Dataset records

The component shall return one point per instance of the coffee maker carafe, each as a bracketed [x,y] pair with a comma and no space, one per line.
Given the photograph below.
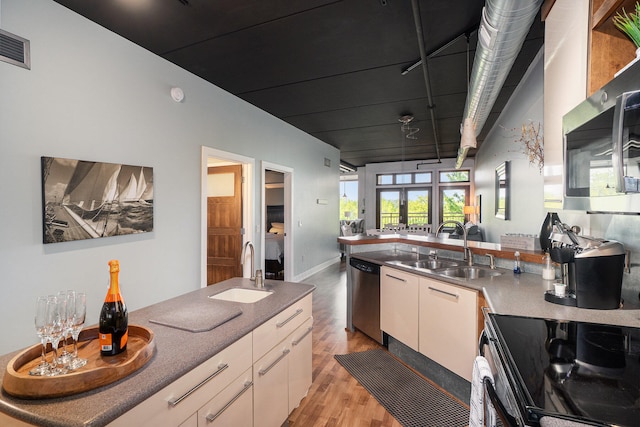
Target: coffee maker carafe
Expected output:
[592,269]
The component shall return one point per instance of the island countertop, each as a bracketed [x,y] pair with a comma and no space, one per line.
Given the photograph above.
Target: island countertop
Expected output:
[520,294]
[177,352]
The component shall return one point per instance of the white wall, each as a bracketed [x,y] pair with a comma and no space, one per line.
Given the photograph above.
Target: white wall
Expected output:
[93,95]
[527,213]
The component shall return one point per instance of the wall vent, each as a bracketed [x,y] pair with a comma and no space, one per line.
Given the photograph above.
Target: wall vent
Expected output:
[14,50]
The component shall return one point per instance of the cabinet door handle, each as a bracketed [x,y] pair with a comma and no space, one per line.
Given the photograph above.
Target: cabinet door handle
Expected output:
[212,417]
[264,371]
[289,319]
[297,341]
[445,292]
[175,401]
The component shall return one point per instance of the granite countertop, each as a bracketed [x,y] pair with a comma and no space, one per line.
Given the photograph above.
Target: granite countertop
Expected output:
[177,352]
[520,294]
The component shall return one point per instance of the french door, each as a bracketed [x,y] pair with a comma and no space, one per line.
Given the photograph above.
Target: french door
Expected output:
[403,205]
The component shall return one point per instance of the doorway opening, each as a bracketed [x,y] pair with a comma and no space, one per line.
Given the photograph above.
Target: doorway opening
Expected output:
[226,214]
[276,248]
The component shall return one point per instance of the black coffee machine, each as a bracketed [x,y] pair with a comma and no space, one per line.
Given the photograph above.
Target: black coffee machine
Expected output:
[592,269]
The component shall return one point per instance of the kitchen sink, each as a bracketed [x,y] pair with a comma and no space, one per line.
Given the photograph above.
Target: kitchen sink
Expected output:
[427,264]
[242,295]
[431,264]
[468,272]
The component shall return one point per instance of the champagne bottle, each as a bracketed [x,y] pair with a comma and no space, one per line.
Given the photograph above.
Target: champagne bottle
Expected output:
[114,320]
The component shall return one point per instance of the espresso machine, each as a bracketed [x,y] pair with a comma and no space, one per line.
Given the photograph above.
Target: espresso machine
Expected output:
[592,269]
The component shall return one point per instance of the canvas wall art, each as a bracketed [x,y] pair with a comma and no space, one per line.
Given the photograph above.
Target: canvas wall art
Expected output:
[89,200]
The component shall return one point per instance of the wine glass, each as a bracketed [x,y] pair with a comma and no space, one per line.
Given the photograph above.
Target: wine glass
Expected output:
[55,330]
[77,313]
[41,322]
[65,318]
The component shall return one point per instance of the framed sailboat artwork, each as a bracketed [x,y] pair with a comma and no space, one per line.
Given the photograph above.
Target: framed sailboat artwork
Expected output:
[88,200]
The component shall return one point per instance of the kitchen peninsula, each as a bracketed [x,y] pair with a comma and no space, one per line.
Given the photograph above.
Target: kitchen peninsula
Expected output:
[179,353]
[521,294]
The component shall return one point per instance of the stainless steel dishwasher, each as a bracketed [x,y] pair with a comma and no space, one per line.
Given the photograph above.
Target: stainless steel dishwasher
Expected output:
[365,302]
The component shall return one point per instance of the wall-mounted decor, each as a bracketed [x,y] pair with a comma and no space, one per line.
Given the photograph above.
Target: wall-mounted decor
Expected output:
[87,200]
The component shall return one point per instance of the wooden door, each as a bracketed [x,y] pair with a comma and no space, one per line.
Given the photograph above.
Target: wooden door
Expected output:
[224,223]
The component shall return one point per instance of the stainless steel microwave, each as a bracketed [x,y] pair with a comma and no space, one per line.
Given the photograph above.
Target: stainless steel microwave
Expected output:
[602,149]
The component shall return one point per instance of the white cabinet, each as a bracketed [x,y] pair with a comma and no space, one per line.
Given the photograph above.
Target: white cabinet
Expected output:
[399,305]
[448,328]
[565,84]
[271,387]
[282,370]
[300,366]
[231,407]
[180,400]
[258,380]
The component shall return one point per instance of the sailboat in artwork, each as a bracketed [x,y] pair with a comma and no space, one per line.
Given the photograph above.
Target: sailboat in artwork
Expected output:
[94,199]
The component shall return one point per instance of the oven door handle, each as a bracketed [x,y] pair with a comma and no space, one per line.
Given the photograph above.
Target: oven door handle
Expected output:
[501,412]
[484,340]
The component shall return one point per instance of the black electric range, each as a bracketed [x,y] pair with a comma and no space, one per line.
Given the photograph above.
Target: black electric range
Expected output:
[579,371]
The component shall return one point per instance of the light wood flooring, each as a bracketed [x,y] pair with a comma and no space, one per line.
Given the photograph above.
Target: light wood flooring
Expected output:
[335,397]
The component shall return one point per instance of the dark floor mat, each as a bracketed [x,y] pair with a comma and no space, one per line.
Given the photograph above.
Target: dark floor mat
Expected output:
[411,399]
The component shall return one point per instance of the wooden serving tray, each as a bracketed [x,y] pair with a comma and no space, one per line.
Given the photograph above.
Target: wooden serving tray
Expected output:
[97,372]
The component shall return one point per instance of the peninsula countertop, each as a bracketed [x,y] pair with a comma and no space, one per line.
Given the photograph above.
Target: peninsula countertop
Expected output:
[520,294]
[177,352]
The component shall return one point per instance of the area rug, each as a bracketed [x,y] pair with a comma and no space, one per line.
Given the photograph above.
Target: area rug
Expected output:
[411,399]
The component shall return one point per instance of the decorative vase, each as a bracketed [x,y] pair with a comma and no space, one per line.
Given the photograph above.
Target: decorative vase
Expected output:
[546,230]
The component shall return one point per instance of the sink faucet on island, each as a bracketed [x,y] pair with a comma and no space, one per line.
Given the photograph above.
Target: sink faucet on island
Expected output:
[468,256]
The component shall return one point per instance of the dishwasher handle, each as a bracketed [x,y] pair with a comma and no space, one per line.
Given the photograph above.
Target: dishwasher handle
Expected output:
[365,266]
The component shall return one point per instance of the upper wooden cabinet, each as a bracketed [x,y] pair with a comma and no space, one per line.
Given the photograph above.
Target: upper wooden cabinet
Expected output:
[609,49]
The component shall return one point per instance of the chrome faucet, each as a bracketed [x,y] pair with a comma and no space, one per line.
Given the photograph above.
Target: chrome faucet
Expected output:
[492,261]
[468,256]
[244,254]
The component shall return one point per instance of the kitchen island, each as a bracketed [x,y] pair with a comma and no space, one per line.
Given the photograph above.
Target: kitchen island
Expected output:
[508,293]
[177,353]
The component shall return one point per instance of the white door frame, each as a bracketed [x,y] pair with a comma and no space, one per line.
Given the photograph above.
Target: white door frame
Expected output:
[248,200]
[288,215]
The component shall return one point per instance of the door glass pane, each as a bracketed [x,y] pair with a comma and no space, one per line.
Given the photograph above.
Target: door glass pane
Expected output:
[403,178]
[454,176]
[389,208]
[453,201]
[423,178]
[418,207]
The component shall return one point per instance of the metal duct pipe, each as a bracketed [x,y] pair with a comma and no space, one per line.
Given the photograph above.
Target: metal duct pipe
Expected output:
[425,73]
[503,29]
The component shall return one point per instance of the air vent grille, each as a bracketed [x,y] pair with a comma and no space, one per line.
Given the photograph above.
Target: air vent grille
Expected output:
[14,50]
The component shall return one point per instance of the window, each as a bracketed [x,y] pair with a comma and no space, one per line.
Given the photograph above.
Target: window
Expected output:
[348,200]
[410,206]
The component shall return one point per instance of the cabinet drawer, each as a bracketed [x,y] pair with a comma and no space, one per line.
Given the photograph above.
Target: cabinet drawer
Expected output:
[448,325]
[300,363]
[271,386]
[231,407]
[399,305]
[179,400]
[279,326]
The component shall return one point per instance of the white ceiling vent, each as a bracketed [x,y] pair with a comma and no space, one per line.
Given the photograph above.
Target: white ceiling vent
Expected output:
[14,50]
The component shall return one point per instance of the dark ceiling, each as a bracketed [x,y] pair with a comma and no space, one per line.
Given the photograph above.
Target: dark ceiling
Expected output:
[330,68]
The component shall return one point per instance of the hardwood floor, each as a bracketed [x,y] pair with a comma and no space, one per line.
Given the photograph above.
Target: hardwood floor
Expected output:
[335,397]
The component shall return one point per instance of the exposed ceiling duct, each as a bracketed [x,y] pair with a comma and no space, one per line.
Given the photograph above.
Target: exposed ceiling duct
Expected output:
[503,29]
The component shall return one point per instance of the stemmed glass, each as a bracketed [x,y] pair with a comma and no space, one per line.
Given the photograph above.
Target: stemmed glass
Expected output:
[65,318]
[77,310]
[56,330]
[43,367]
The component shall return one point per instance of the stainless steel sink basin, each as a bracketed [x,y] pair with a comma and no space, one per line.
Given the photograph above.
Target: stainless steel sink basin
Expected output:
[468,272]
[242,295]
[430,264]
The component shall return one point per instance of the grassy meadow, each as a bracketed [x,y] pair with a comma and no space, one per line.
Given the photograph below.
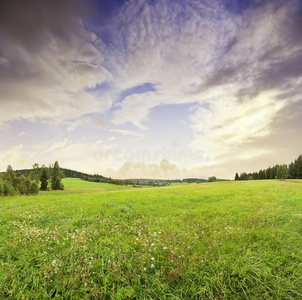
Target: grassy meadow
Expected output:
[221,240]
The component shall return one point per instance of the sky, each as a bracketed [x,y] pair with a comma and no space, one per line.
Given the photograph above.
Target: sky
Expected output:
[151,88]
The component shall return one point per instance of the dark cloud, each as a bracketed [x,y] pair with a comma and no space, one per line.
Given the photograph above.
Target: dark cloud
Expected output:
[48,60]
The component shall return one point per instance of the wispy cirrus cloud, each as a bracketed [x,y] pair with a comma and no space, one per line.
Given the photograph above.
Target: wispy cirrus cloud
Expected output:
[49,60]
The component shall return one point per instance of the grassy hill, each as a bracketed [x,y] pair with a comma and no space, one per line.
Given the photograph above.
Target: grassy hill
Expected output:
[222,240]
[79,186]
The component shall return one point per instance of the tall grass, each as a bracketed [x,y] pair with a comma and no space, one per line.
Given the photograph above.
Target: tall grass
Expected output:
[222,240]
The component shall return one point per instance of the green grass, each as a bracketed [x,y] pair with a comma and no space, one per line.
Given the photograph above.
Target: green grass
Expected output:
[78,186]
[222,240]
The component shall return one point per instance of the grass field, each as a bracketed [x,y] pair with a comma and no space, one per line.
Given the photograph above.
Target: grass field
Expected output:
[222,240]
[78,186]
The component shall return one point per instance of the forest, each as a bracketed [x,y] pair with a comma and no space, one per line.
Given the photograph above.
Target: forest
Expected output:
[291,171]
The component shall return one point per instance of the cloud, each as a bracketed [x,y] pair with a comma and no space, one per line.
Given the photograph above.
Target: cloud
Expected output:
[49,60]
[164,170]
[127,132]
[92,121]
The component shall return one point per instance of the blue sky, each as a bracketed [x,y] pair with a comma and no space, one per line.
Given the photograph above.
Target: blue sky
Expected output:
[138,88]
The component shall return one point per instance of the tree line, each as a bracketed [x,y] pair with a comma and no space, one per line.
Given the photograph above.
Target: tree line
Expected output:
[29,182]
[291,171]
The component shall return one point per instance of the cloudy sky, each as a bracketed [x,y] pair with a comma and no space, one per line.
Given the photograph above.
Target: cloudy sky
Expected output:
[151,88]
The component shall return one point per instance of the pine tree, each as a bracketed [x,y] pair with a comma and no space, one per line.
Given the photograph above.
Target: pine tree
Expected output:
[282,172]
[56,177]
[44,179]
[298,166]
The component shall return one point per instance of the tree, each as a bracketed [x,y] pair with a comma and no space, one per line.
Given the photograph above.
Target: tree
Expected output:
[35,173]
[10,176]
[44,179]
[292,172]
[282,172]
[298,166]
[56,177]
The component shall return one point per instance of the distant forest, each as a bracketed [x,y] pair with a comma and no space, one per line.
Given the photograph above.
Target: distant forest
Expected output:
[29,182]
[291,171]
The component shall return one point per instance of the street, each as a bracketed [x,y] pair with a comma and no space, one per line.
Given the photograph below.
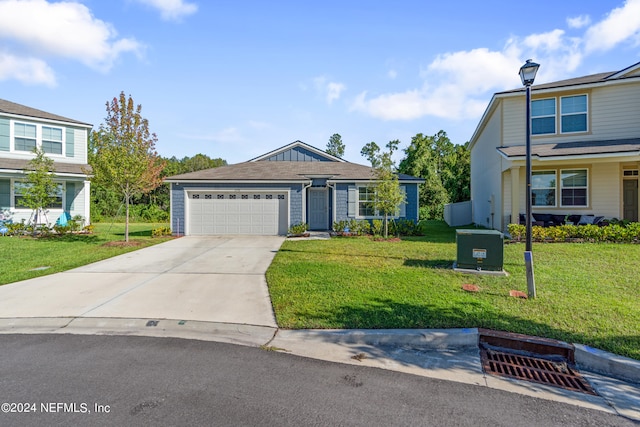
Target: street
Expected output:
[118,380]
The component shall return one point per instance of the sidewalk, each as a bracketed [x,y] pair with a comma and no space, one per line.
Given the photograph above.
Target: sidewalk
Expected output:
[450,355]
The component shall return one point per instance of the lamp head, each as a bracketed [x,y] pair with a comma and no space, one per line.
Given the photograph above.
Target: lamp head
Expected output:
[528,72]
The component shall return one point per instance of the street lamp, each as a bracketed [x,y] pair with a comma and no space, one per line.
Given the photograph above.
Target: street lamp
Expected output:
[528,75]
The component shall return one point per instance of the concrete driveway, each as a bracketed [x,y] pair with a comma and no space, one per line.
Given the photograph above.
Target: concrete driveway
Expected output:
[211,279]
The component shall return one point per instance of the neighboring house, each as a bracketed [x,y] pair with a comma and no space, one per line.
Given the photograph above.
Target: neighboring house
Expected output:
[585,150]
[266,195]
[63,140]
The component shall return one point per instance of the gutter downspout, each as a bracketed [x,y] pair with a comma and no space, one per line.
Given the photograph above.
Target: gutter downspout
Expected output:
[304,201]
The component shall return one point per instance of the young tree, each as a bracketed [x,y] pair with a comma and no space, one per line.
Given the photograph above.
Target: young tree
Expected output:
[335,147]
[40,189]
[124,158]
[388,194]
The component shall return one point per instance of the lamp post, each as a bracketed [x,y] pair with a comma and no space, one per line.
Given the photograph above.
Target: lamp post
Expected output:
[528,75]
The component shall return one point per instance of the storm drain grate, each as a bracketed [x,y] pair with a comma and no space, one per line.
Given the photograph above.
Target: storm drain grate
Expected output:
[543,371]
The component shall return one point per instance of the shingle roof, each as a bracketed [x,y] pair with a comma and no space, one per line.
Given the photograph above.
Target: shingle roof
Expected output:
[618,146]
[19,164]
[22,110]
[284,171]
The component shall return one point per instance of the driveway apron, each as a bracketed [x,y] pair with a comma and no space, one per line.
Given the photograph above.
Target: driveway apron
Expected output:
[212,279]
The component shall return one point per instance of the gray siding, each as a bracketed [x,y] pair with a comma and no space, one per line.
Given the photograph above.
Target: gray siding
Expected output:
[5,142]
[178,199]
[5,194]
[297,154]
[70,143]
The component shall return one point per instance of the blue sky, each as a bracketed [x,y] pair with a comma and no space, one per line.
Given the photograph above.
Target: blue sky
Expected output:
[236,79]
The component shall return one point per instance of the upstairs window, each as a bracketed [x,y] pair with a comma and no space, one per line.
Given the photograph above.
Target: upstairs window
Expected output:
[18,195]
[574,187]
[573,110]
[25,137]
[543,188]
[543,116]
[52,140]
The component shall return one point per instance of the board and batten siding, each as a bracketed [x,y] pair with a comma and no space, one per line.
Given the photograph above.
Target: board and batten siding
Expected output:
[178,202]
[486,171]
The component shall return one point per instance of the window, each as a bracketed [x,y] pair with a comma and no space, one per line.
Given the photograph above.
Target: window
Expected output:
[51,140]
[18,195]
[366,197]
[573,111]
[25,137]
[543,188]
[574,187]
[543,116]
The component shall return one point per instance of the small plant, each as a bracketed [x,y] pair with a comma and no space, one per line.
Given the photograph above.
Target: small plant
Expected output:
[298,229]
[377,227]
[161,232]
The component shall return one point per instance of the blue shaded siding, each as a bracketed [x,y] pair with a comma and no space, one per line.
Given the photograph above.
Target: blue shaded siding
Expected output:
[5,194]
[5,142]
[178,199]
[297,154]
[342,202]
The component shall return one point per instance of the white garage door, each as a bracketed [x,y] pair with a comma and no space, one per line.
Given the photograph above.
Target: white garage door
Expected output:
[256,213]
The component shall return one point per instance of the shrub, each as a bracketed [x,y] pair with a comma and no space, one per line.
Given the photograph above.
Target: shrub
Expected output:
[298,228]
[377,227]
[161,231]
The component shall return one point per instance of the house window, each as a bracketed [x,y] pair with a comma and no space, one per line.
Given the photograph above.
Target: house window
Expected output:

Short exercise
From the line with "the blue shaded" to the last line of the material, give every line again exactly, and only those lines.

The output
The component shall return one point per instance of the blue shaded siding, each as a bracketed [x,y] pair with a comma and no space, one per line.
Given the photograph above.
Target: blue shaded siding
Expected output:
[5,194]
[5,142]
[178,199]
[297,154]
[342,202]
The component shall return one point per instance of the white garage door, each as a bracketed [x,y] pair with a comma and no space, one per line.
Given the photograph above.
Target: white garage door
Expected output:
[256,213]
The component shall return one point per instance of the shrub, each as a bracketed [x,y] pair with a comma and no space, one per line.
Given the photograph above.
Target: shrub
Expected output:
[298,228]
[377,227]
[161,231]
The component shall return one point per instance of the house window, each as a bracketed [x,y] pair with a comma and no space, one per line.
Given the photograph above.
Target: house window
Expected output:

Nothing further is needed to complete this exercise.